• STATED GOAL
Return the whole listing, keeping every character the same.

• PROVIDED MATERIAL

===

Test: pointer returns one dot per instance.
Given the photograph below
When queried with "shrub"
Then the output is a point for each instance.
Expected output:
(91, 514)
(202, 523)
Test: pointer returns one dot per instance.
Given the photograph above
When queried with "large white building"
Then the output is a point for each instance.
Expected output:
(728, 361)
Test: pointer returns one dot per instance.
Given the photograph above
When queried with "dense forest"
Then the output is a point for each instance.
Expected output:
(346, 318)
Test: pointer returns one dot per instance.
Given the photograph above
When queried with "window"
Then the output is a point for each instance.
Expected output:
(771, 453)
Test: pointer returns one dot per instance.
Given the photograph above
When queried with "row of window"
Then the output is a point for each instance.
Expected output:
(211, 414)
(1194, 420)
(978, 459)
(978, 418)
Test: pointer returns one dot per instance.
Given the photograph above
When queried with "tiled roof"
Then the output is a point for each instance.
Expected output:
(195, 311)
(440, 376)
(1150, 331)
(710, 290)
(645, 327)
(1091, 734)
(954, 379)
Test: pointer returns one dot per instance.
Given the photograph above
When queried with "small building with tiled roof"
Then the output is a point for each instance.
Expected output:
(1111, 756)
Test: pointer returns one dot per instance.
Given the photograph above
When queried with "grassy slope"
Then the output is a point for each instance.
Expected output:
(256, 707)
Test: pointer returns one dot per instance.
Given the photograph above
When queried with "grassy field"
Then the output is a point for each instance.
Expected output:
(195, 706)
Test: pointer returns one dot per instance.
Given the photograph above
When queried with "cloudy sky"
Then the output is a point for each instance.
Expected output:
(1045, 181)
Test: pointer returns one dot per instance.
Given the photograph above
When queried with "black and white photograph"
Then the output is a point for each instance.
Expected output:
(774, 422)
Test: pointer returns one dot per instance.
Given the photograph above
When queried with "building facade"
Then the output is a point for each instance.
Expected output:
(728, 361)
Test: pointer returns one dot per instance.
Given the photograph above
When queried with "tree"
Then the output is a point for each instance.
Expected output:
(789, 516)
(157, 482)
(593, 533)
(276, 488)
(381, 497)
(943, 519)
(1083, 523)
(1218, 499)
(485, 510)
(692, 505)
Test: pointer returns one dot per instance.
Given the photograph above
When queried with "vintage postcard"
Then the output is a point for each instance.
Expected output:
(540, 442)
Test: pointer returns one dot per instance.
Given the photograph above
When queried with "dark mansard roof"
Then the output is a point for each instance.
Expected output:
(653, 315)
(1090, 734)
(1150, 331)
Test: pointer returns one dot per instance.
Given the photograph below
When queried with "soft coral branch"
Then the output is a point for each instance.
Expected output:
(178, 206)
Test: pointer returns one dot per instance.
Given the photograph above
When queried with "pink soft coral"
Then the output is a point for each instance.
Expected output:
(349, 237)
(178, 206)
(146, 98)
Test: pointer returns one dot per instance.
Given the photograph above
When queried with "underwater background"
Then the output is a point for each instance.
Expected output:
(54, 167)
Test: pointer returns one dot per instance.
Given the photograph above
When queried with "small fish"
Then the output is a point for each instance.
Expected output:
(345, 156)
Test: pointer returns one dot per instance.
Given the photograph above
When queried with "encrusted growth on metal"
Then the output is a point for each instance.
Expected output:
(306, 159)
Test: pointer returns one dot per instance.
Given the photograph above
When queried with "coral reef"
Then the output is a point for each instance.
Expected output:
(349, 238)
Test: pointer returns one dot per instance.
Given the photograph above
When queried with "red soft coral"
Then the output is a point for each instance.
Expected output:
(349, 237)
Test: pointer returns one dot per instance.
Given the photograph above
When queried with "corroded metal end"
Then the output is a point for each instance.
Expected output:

===

• SOLUTION TO THE EXERCISE
Test: pointer returns one dot per instance.
Given the photograph below
When queried with "shrub"
Then the output is a point for each instance.
Expected output:
(91, 514)
(202, 523)
Test: pointer returns one dot per instance.
Given the photograph above
When queried with "large white building"
Then the output is a point for each instance.
Expected output:
(728, 361)
Test: pointer returns one dot per instance.
Given the photograph above
When queried with "dense forest"
Then the output is a point for each instance.
Expected output:
(346, 318)
Test: pointer returns one dot per instance.
Given the photograph above
When queried with "window"
Then the output is a point for each instance.
Expected output:
(771, 453)
Test: pointer returns one dot per instance.
Given the photograph above
When queried with "row of window"
Then the output is a point for each instance.
Expected output:
(211, 414)
(1194, 420)
(978, 459)
(978, 418)
Test: pointer returns one dot per instance.
Given the photograph above
When queried with "tiled roof"
Then the output is a point for each instance.
Expected output:
(195, 311)
(440, 376)
(1150, 331)
(710, 290)
(645, 327)
(1091, 734)
(954, 379)
Test: pointer returns one dot per instance.
Given the photograph above
When queried with "small building with tiled roof"
Then the output is a point for each instance.
Expected output:
(1111, 756)
Test: pointer returns one dot per instance.
Given the photograph above
When queried with "grassy slope"
Then the output is a point for each instance.
Expected output:
(256, 707)
Test: pointer returns one dot per instance.
Given the photograph above
When queried with "grassy field"
Then the output is a point for each instance.
Expected output:
(195, 706)
Test: pointer returns one dot per instance.
Given the photograph above
When queried with "cloudy sky"
Then the output is a point for each instance.
Expected output:
(1045, 181)
Test: pointer returns one dot per instance.
Given the photograph above
When queried with "black and white photograph"
Then the output is a point for each instance.
Expected output:
(774, 422)
Test: pointer returns one dot per instance.
Given the photograph above
When queried with "building facade"
Then the output is a point for each instance.
Expected output:
(728, 361)
Test: pointer returns one dot per instance.
Given the photograph above
When queried with "tree"
Then the output is a point for each instance.
Expected output:
(789, 516)
(157, 482)
(593, 533)
(276, 488)
(381, 497)
(943, 519)
(1083, 523)
(1218, 499)
(485, 510)
(692, 505)
Test: pointer returns one dot per instance.
Given the photograph above
When queried with "vintage postcard"
Then the output is a point for each instance.
Expected output:
(540, 442)
Test: pointer returns one dot per instance.
Given the photograph above
When queried with "dark mansard roof"
Then the output is a point for each instance.
Expected output:
(653, 315)
(1090, 734)
(1150, 331)
Test: pointer returns one dot per instance.
Given the photograph below
When queried with "soft coral branch"
Then the output is a point for each instance.
Expected output:
(178, 206)
Test: pointer returns one dot per instance.
Given the photograph above
When queried with "pink soft coral"
Then the output is a point for each instance.
Expected output:
(349, 237)
(178, 206)
(146, 98)
Test: pointer returns one dot per instance.
Given the photograph above
When queried with "underwater background"
Then the output is a point for each instance.
Expected output:
(54, 167)
Test: pointer returns one dot per instance.
Given the photograph above
When queried with "small fish"
Then the output is a point for each instance.
Expected output:
(345, 156)
Test: pointer returns one dot per instance.
Given the photograph above
When queried with "encrusted growth on metal"
Then the output is a point for each instance.
Expected output:
(306, 159)
Test: pointer returns one dot per instance.
Given the photograph above
When queried with "coral reef"
Then the output is a point for each instance.
Expected output:
(349, 238)
Test: pointer returns one dot per instance.
Given the photograph above
When queried with "red soft coral"
Then the output is a point for each instance.
Expected output:
(349, 237)
Test: pointer returns one dot per instance.
Given the photograph above
When queried with "corroded metal end"
Then the output is a point for each instance.
Expected output:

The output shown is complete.